>> Begin

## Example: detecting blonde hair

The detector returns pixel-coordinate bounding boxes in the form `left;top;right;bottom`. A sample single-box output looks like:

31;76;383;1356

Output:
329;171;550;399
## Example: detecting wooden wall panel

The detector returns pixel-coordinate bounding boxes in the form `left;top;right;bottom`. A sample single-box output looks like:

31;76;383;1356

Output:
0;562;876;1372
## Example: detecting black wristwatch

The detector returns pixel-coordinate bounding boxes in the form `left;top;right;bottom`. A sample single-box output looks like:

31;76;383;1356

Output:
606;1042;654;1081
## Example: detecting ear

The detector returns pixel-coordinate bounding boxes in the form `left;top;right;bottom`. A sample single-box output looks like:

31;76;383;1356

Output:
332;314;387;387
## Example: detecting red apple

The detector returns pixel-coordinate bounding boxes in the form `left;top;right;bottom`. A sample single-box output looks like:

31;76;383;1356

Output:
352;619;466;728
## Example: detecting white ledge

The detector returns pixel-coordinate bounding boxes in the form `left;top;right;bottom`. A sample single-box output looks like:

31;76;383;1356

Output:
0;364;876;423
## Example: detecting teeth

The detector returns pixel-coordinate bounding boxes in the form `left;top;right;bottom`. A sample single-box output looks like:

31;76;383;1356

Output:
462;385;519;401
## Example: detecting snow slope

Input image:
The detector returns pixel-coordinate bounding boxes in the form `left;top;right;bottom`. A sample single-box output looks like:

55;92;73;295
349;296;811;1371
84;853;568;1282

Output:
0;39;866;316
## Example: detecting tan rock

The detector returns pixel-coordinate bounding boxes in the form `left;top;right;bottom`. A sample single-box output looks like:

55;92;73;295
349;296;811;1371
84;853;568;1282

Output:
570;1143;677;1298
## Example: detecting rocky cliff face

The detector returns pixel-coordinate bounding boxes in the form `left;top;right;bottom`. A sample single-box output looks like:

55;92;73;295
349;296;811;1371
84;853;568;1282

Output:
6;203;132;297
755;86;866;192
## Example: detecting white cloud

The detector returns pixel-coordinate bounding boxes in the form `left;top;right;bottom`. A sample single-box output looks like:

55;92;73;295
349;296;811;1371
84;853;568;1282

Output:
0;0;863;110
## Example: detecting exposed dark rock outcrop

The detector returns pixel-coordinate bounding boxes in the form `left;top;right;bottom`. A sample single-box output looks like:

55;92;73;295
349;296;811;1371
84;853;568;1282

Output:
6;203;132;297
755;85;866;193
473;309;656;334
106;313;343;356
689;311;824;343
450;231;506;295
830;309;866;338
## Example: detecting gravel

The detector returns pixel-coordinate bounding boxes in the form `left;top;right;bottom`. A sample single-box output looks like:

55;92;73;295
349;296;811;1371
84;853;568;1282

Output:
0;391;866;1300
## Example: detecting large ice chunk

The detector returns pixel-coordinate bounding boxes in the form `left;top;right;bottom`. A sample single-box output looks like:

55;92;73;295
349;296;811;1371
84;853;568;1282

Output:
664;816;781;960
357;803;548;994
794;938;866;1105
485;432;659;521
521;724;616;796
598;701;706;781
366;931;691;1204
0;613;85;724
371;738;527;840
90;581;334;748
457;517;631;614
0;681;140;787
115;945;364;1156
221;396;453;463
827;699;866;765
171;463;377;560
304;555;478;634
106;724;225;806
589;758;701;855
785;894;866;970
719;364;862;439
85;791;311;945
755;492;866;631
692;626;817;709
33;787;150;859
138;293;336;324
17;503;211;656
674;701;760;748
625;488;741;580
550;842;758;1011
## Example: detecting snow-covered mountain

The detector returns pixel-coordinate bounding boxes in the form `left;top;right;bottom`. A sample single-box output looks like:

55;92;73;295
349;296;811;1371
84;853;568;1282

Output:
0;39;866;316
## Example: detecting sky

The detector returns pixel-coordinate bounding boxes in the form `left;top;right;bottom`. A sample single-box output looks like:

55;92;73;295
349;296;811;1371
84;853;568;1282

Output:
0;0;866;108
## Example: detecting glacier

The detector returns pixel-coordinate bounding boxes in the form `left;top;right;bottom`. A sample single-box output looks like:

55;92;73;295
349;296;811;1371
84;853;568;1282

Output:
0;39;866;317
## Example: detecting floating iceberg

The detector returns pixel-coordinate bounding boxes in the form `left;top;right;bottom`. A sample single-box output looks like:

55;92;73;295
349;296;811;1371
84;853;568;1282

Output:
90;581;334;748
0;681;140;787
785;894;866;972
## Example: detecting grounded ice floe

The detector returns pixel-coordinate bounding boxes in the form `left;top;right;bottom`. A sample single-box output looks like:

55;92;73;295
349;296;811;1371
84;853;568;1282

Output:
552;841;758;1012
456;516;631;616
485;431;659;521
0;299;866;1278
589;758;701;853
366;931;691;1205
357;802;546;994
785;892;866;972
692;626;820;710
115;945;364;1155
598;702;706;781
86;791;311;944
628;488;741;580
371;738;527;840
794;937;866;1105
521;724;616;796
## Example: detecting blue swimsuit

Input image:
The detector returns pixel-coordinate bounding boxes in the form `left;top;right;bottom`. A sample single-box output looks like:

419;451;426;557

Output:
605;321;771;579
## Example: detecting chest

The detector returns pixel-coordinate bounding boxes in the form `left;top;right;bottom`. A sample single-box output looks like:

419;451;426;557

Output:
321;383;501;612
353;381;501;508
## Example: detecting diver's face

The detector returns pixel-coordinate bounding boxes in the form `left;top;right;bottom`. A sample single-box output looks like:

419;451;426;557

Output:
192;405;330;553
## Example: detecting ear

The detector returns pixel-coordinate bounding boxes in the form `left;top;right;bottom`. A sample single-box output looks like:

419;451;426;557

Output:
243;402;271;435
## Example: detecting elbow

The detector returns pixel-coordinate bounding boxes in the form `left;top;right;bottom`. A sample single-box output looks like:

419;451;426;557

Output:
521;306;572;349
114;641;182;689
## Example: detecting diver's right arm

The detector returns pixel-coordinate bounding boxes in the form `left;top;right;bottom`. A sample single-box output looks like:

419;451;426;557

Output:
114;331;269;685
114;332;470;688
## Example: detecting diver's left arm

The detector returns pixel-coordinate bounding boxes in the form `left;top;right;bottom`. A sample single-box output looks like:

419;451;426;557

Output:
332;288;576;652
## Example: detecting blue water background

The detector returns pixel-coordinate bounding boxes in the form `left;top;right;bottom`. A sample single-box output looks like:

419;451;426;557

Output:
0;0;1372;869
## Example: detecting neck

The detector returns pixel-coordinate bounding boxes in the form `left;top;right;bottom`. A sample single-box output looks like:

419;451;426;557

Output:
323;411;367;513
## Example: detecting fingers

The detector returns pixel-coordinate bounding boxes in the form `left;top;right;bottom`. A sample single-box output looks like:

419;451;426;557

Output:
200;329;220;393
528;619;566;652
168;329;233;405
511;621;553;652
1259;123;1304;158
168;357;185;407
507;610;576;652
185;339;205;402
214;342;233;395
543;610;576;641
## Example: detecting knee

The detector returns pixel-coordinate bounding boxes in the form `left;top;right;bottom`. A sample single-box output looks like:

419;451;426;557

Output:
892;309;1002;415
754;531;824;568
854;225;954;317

>> End

» Work to complete
Rewrite all of the data above as a numbered list, one line per item, and drop every blank line.

» Result for this exercise
1. ## Example: detecting blonde hair
2. The detector returns pixel-coordinate bounding boxes in the form `left;top;right;bottom`. A sample single-box output looks like:
3. 31;76;383;1356
4. Output:
5. 329;171;550;399
6. ## Example: detecting wooden wall panel
7. The detector returns pixel-coordinate bounding boxes in the form `left;top;right;bottom`. A sample single-box output looks like:
8. 31;76;383;1356
9. Output:
10. 0;562;876;1372
11. ## Example: detecting black wristwatch
12. The detector returns pixel-coordinate bounding boxes in the form `left;top;right;bottom`. A sample single-box output looks like:
13. 31;76;383;1356
14. Output:
15. 606;1042;654;1081
16. ## Example: detecting ear
17. The detector returns pixel-coordinate bounding boxes in the form `left;top;right;bottom`. A sample single-box output looks like:
18. 31;76;383;1356
19. Output:
20. 332;314;387;387
21. ## Example: detecting red apple
22. The detector returns pixel-coordinate bounding boxes in the form `left;top;right;bottom`. A sample single-box output looks like:
23. 31;76;383;1356
24. Output:
25. 352;619;466;728
26. ## Example: detecting white ledge
27. The detector returns pixel-coordinate bounding boxes in the form `left;top;right;bottom`. A sample single-box output looks like:
28. 31;76;383;1356
29. Output:
30. 0;364;876;423
31. ## Example: detecting teeth
32. The detector returns pixel-coordinate bounding boxes in the form `left;top;right;bottom`. A sample single-box output looks like:
33. 31;76;383;1356
34. Output:
35. 462;385;519;401
36. ## Example: detecting snow slope
37. Input image:
38. The detector returns pixel-coordinate bounding boxes in the form `left;top;right;bottom`. A sample single-box output looks like:
39. 55;92;73;295
40. 349;296;811;1371
41. 84;853;568;1282
42. Output:
43. 0;39;866;316
44. ## Example: detecting tan rock
45. The detector returns pixel-coordinate bounding boxes in the form `left;top;right;bottom`. A sample single-box output looks like:
46. 55;92;73;295
47. 349;296;811;1371
48. 84;853;568;1282
49. Output:
50. 570;1143;677;1298
51. ## Example: detecting rocky cliff face
52. The detector returns pixel-coordinate bounding boxes in the form `left;top;right;bottom`. A sample single-box output looks like:
53. 55;92;73;295
54. 349;296;811;1371
55. 84;853;568;1282
56. Output:
57. 6;203;132;297
58. 755;86;866;192
59. ## Example: detecting white cloud
60. The detector returns pixel-coordinate bounding boxes in the form `left;top;right;bottom`. A sample single-box output looks like:
61. 55;92;73;295
62. 349;296;811;1371
63. 84;853;568;1282
64. Output:
65. 0;0;863;110
66. ## Example: detecting exposed dark rock outcrop
67. The detector returns pixel-coordinate bounding boxes in the form `left;top;right;bottom`. A sample single-box output looks like:
68. 55;92;73;295
69. 349;296;811;1371
70. 84;853;568;1282
71. Output:
72. 6;203;132;297
73. 755;85;866;193
74. 473;309;656;334
75. 106;313;343;356
76. 689;311;824;343
77. 450;231;506;295
78. 830;309;866;338
79. ## Example: detecting gravel
80. The detector returns pixel-coordinate bounding boxes in the form `left;top;right;bottom`. A sample single-box output looks like:
81. 55;92;73;295
82. 349;296;811;1371
83. 84;853;568;1282
84. Output:
85. 0;391;866;1300
86. ## Example: detecting large ice chunk
87. The detector returns pixel-coordinate bounding boxes in the form `left;top;right;bottom`. A sample single-box output looks like:
88. 55;92;73;295
89. 349;296;811;1371
90. 84;853;568;1282
91. Output:
92. 664;816;781;960
93. 357;803;548;994
94. 794;938;866;1105
95. 485;432;659;521
96. 521;724;616;796
97. 598;701;706;781
98. 366;931;691;1204
99. 0;613;85;724
100. 371;738;527;840
101. 90;581;334;748
102. 457;517;631;614
103. 0;681;140;787
104. 115;945;364;1156
105. 221;396;453;463
106. 827;699;866;765
107. 171;463;377;560
108. 304;555;478;634
109. 106;724;225;806
110. 589;758;701;855
111. 785;894;866;970
112. 719;364;862;439
113. 85;791;311;945
114. 755;492;866;631
115. 692;626;817;709
116. 33;787;150;859
117. 138;293;336;324
118. 17;503;211;656
119. 674;701;760;748
120. 625;488;741;580
121. 550;842;758;1011
122. ## Example: detecting snow-covered mountain
123. The detector returns pixel-coordinate bounding boxes in the form `left;top;right;bottom`. A sample single-box output looks like:
124. 55;92;73;295
125. 349;296;811;1371
126. 84;853;568;1282
127. Output:
128. 0;39;866;316
129. ## Example: detecting sky
130. The detector returns pixel-coordinate bounding boxes in the form `left;top;right;bottom`. A sample single-box output looks like:
131. 55;92;73;295
132. 349;296;811;1371
133. 84;853;568;1282
134. Output:
135. 0;0;866;108
136. ## Example: detecting glacier
137. The detector returns pixel-coordinate bounding boxes in the form `left;top;right;bottom`. A sample single-box output looks like:
138. 55;92;73;295
139. 349;296;811;1371
140. 84;853;568;1282
141. Output:
142. 0;39;866;317
143. ## Example: detecting floating iceberg
144. The detector returns pixel-coordinate bounding boxes in the form `left;top;right;bottom`. A sample single-box output looks like:
145. 55;92;73;295
146. 349;296;811;1371
147. 84;853;568;1282
148. Output:
149. 90;581;334;748
150. 0;681;140;787
151. 785;894;866;972
152. ## Example: detecting grounded ice floe
153. The detector returns pixel-coordinate bounding boxes in the form `left;top;right;bottom`. A sample single-box output looks like:
154. 55;92;73;295
155. 349;296;811;1371
156. 84;853;568;1282
157. Output:
158. 552;841;758;1012
159. 456;516;631;616
160. 485;431;659;521
161. 0;299;866;1278
162. 589;758;701;853
163. 366;931;691;1205
164. 357;802;546;994
165. 785;892;866;972
166. 692;626;820;710
167. 115;945;364;1155
168. 598;702;706;781
169. 86;791;311;944
170. 628;488;741;580
171. 371;738;527;840
172. 794;937;866;1105
173. 521;724;616;796
174. ## Example: detecting blue swimsuit
175. Input image:
176. The detector returns pixel-coordinate bounding boxes in the form `left;top;right;bottom`. A sample single-box output looks like:
177. 419;451;426;557
178. Output:
179. 605;321;771;579
180. ## Example: detecting chest
181. The detector returns pixel-coordinate bounding boxes in the form `left;top;right;bottom`. A sample single-box output looks like:
182. 419;451;426;557
183. Output:
184. 321;383;501;612
185. 353;381;501;508
186. ## Example: detecting diver's face
187. The detector returns pixel-coordinate bounding boxes in the form `left;top;right;bottom`. A sample single-box output looks like:
188. 419;451;426;557
189. Output:
190. 192;405;330;553
191. ## Example: detecting ear
192. The detector returns pixel-coordinate bounding boxes in the form `left;top;right;bottom`. A sample single-box output looks like:
193. 419;451;426;557
194. Output:
195. 243;402;271;435
196. ## Example: detecting elbow
197. The detector returns pixel-coordinate bounding boxes in the form `left;top;right;bottom`. A sample single-box output looks like:
198. 419;451;426;557
199. Output:
200. 521;306;572;349
201. 114;641;182;689
202. ## Example: detecting diver's right arm
203. The detector returns pixel-coordinate bounding boxes in the form `left;top;right;bottom`. A sample single-box output looks like:
204. 419;451;426;557
205. Output:
206. 114;331;269;685
207. 114;332;470;688
208. ## Example: detecting diver's left arm
209. The detector returns pixel-coordinate bounding boxes in the form `left;top;right;bottom`. A sample single-box output looks like:
210. 419;451;426;557
211. Output:
212. 332;288;576;652
213. ## Example: detecting blue water background
214. The detector returns pixel-coordinate bounding boxes in the form `left;top;right;bottom`. A sample single-box output looks like:
215. 419;451;426;557
216. Output:
217. 0;0;1372;869
218. ## Example: detecting neck
219. The detector returns pixel-coordinate bounding boxes in the form `left;top;right;bottom`. A sample single-box output looks like:
220. 419;451;426;557
221. Output:
222. 323;411;367;513
223. ## Example: detecting fingers
224. The detector returns pixel-coordinate bounding boxes in the form `left;top;right;bottom`. A sample single-box output looks like:
225. 419;451;426;557
226. Output:
227. 200;329;220;393
228. 528;619;566;652
229. 168;329;233;405
230. 511;621;553;652
231. 1259;123;1304;158
232. 168;357;185;407
233. 507;610;576;652
234. 185;339;205;402
235. 214;342;233;395
236. 543;610;576;641
237. ## Example: detecting knee
238. The detector returns pixel-coordinate bounding boxes in the form `left;top;right;bottom`. A sample single-box output looks like:
239. 419;451;426;557
240. Output:
241. 892;309;1002;415
242. 754;531;824;568
243. 854;225;954;317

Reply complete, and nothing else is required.